Saved entries:

———

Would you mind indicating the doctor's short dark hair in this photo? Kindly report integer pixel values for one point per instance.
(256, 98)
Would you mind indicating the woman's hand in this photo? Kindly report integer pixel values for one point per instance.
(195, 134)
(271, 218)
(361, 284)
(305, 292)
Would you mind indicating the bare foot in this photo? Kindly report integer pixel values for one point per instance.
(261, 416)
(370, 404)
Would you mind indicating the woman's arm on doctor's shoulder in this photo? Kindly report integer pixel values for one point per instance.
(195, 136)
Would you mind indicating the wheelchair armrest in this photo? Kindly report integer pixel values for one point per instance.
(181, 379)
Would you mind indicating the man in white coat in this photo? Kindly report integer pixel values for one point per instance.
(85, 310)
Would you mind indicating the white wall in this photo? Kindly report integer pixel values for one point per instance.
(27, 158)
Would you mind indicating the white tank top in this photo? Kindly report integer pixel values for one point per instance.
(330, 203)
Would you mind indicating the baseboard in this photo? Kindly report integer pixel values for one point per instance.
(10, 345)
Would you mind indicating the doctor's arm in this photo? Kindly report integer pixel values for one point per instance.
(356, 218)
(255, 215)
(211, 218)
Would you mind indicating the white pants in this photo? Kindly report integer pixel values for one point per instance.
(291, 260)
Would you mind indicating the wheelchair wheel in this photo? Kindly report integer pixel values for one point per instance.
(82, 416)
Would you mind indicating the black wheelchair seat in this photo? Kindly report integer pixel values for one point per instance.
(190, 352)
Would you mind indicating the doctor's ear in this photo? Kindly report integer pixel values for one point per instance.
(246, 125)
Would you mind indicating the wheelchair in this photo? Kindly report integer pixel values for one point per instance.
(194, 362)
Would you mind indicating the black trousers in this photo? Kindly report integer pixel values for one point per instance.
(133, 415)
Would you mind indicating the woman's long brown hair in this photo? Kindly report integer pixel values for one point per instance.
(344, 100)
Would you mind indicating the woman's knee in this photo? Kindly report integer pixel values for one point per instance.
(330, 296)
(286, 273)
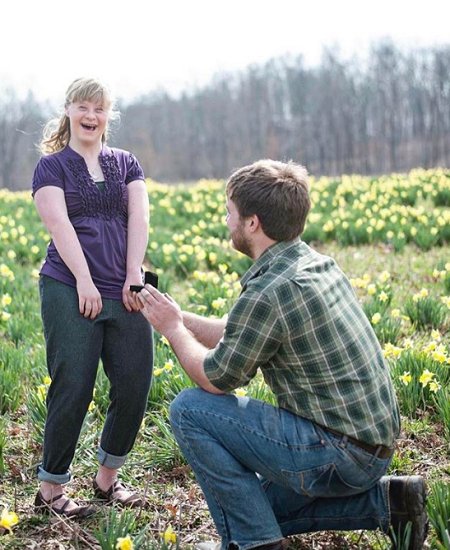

———

◆ **EXERCISE GOAL**
Print the records exactly, every one. Leave out the pictures.

◆ **ANSWER TO THIS EXERCISE**
Would you mind indicating the doctor's short dark hair in this photo? Kindly report integer pixel values for one point per instance.
(256, 98)
Would you mind indicating the woman's hand in this photo? Kindly report integer pixel values for one point per instance.
(195, 134)
(271, 218)
(361, 284)
(305, 292)
Would you mind indicating the bare foot in this photo? Kindly report integer pixel values for one point per instance.
(261, 416)
(370, 404)
Would you mind indicating the woman's arm on doctor's shoulder in this photo? Kindly report integer pixel values for one point per instance.
(195, 136)
Would you mind indicating the wheelchair armrest in this photo? Kindly report integer pixel values for one point per instance.
(181, 379)
Would you mind indicating the man in white coat in this photo? Kindly report integer pixel values for one point per instance.
(85, 310)
Would you mind indicating the white wall in this photo? Kindly report integer pixel values for one point per instance.
(27, 158)
Would you mind indicating the white tank top in this photo? Kindly report integer pixel values for one point per instance.
(330, 203)
Would you mind indicating the baseboard in this photo? Kindly report integer pixel values for one point per instance.
(10, 345)
Would you mind indicating the doctor's arm in this photo? Kindly report integer pixel values for one point per instance.
(356, 218)
(255, 215)
(211, 218)
Would you mind indicating the white pants in this photo? Kindly report integer pixel values for one point per instance.
(291, 260)
Would you mind indicating the wheelchair wheel in this photo? Kindly report integer pixel values for one point per instance.
(82, 416)
Would you mind indicating the black wheelchair seat in this photo? Kindly report integer pixel values for one point per instance.
(190, 352)
Would you mind indicating the doctor's ear in this photo? Kindly report integer pixel values for one point per instance.
(246, 125)
Would you mind indicating the wheelchair in this photo? Kindly report integer pixel values for one point per instance.
(194, 362)
Would you mind indicating the black trousers in this photo? Kindly report integer pixel values for one point per instance.
(133, 415)
Would you mind indicating the woman's long brown hair in this photo? Kindly report integer pixel values for one point per instance.
(344, 100)
Would you mind indicating the woman's knee in this photo? Kindly report integer pixel values for one point per instance.
(330, 296)
(286, 273)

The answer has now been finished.